Top of Records for this exercise

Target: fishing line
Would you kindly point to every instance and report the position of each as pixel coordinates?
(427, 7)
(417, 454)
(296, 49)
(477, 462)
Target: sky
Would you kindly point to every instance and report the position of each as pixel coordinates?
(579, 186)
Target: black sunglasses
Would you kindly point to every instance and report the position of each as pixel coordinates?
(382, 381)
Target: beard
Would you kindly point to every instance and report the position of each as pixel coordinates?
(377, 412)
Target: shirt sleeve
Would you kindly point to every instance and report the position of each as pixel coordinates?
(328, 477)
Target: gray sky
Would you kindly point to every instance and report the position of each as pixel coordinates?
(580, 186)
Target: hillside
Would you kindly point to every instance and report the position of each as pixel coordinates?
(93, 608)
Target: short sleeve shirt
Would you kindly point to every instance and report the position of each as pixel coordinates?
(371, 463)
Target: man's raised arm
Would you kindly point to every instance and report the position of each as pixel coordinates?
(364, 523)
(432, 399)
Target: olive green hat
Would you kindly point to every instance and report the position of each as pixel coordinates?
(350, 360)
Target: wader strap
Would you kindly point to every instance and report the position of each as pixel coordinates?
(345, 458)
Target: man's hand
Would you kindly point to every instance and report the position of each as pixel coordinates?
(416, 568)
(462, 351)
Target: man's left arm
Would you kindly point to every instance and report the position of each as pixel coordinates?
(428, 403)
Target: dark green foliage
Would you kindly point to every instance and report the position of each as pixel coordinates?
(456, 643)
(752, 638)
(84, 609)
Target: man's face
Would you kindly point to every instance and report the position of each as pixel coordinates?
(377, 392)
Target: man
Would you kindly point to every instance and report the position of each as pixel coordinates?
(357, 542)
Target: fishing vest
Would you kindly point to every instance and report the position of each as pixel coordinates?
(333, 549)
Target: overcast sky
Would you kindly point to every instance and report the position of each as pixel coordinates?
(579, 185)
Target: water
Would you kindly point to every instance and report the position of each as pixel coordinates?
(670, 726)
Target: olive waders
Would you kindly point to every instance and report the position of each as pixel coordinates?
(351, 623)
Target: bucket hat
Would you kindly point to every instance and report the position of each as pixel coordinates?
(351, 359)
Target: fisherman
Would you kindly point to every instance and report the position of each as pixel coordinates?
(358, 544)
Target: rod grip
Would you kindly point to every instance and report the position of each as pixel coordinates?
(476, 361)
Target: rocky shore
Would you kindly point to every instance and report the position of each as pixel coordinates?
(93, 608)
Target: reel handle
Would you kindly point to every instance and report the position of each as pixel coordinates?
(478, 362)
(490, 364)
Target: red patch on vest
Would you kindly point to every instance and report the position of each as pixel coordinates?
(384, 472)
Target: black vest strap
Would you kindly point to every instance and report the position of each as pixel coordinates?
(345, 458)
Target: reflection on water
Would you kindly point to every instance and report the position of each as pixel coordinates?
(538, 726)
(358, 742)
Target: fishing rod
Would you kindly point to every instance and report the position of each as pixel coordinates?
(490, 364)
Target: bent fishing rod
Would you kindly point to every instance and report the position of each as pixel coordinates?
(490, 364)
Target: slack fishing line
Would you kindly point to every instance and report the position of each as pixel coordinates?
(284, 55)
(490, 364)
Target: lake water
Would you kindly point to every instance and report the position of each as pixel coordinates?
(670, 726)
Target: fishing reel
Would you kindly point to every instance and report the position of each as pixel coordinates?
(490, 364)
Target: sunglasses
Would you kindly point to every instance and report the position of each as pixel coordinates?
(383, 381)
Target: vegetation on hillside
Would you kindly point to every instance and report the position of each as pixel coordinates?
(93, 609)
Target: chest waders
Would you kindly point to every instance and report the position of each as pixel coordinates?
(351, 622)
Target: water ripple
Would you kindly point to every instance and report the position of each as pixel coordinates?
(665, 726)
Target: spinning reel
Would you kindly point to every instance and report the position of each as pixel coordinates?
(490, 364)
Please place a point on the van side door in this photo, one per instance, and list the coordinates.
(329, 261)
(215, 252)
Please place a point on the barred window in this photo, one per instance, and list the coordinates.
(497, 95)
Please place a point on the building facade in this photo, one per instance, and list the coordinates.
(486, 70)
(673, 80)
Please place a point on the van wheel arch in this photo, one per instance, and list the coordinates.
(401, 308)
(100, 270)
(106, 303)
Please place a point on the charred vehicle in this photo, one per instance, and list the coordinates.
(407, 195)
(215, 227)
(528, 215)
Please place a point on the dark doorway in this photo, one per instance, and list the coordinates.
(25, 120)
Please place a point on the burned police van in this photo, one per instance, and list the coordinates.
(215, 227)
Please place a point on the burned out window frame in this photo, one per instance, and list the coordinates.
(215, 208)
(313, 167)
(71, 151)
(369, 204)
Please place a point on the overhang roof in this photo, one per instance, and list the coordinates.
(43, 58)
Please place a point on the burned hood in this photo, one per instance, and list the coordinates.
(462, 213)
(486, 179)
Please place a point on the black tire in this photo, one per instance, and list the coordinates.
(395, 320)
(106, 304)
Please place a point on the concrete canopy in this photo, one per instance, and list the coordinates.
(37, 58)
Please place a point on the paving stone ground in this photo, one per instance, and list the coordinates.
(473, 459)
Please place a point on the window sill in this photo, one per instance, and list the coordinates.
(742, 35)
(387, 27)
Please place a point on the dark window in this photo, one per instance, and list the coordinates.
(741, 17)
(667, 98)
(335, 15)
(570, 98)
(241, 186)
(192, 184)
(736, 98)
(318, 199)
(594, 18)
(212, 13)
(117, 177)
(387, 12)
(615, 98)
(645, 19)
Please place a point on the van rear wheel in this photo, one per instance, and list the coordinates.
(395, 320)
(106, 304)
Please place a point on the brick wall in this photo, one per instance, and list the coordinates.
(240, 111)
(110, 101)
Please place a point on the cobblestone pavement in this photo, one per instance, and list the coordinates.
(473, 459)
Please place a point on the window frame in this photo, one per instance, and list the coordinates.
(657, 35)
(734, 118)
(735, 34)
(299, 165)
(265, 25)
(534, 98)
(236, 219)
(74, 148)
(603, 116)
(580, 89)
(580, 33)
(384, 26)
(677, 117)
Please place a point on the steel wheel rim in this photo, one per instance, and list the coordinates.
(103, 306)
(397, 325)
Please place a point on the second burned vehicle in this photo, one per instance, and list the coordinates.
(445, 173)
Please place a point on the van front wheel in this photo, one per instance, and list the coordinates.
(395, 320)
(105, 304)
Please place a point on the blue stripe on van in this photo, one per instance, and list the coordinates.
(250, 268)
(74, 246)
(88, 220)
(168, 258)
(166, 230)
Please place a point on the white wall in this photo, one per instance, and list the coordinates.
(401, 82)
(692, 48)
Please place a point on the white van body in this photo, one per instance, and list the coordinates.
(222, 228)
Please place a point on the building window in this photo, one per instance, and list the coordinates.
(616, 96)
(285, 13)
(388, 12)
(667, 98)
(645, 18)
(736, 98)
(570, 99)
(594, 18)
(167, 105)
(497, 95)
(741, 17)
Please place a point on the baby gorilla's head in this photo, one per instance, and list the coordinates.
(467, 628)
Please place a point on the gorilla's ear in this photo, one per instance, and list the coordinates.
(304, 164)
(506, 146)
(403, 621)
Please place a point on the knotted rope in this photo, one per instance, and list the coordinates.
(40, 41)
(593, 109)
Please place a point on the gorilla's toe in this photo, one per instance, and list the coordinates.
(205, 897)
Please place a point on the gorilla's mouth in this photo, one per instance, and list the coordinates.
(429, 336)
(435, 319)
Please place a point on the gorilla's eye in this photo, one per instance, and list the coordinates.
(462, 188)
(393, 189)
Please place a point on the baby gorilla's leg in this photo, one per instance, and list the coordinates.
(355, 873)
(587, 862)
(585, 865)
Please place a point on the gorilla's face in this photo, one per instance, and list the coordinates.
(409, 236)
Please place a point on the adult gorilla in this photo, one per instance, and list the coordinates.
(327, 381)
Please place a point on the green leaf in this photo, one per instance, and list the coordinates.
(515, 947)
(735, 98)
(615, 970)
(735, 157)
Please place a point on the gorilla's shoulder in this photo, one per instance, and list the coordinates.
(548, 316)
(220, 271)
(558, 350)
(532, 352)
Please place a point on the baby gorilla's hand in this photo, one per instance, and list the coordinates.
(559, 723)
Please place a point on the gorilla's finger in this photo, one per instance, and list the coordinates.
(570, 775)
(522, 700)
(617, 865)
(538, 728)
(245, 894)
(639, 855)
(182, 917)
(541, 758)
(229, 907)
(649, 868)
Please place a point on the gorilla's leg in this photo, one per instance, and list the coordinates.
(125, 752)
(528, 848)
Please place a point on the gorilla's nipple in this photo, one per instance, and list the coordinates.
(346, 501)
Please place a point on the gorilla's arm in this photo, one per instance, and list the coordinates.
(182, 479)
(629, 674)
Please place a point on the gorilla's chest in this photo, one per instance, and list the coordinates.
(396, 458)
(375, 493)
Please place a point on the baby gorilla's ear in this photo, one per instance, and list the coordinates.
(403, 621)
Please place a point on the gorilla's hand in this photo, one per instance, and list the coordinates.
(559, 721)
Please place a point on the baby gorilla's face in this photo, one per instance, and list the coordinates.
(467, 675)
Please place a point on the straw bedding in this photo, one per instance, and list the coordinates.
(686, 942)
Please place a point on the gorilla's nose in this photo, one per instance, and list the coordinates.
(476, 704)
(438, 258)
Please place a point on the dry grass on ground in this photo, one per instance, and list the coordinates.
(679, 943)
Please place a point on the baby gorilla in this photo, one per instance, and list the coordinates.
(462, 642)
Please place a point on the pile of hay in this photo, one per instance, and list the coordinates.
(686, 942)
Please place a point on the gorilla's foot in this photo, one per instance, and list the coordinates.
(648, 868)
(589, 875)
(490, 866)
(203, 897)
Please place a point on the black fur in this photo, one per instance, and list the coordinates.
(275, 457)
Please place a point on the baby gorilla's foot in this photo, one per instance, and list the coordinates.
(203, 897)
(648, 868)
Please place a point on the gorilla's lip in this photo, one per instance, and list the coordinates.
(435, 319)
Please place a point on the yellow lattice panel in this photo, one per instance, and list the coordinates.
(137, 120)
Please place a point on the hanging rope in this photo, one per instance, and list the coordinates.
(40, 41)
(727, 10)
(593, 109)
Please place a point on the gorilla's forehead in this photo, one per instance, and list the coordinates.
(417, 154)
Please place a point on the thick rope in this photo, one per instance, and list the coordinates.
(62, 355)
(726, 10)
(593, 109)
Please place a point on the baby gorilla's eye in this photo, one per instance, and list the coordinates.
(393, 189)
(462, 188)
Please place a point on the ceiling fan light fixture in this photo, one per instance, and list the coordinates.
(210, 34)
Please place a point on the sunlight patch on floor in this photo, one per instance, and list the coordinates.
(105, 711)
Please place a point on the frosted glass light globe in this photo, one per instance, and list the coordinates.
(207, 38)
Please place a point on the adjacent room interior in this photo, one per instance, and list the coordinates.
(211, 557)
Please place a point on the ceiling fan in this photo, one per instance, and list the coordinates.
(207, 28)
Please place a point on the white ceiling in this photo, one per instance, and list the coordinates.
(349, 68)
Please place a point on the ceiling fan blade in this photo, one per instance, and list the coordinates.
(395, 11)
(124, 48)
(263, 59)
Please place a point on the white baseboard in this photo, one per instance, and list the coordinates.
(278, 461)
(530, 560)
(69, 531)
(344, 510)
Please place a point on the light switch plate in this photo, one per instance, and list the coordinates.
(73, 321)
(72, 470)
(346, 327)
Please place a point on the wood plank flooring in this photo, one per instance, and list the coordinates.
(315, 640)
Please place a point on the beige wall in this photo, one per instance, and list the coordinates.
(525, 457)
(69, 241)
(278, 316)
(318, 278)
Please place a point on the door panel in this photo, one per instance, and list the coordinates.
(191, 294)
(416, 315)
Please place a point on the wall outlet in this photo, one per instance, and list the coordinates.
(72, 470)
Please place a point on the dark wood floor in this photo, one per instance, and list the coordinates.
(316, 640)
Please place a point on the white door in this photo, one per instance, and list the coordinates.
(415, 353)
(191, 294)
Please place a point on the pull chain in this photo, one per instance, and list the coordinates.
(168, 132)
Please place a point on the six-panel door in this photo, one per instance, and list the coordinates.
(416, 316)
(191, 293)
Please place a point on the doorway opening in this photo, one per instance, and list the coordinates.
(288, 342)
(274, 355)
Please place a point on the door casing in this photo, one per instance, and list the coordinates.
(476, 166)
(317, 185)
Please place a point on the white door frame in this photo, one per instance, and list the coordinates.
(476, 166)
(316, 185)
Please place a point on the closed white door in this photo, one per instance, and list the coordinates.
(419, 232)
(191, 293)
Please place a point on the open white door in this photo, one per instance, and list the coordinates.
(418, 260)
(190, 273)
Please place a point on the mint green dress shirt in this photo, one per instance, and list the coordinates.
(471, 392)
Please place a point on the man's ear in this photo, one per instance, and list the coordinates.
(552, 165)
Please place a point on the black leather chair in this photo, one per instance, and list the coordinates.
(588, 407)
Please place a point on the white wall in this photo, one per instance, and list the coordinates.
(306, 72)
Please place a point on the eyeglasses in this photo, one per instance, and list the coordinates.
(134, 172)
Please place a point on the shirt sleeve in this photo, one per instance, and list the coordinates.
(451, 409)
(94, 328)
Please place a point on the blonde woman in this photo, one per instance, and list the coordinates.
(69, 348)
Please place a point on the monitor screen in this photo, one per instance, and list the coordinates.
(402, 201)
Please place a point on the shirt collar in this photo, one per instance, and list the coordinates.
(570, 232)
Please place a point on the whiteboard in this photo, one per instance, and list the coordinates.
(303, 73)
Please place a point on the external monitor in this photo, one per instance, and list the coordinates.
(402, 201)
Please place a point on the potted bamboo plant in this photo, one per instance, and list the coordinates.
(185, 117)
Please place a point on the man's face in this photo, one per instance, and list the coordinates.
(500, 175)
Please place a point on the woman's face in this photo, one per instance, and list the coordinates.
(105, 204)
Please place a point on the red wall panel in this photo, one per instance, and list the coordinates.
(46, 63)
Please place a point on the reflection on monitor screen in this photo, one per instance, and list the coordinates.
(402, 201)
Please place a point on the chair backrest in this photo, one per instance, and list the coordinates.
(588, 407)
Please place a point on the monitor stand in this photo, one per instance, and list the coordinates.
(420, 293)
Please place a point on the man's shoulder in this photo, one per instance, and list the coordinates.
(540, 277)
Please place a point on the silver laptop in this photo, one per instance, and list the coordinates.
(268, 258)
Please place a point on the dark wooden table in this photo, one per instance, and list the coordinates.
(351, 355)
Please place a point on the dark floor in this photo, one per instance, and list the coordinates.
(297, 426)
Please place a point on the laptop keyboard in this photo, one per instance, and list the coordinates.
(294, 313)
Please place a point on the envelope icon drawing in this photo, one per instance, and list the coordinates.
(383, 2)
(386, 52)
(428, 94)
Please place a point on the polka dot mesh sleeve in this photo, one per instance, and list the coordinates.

Bottom of Records for this exercise

- [Aim of the exercise]
From the records above, give again exactly the lines running from the line with "Target: man's left arm" to the line with "Target: olive waders", inclusive.

- [Output of the task]
Target: man's left arm
Would you kindly point to every instance and report the position of each as pixel coordinates?
(428, 403)
Target: dark green foliage
Would you kindly point to every instance and report the position of each as pixel coordinates?
(456, 643)
(752, 638)
(84, 609)
Target: man's face
Would you kindly point to every instance and report the position of each as pixel coordinates?
(377, 392)
Target: man
Would you kindly point to every instance and report the position of each as pixel coordinates?
(357, 542)
Target: fishing vest
Would you kindly point to every instance and report the position of each as pixel coordinates?
(333, 549)
Target: overcast sky
Would you kindly point to every instance and report the position of each as pixel coordinates?
(579, 185)
Target: water
Would you kindly point to every instance and report the position of each as pixel coordinates?
(670, 726)
Target: olive waders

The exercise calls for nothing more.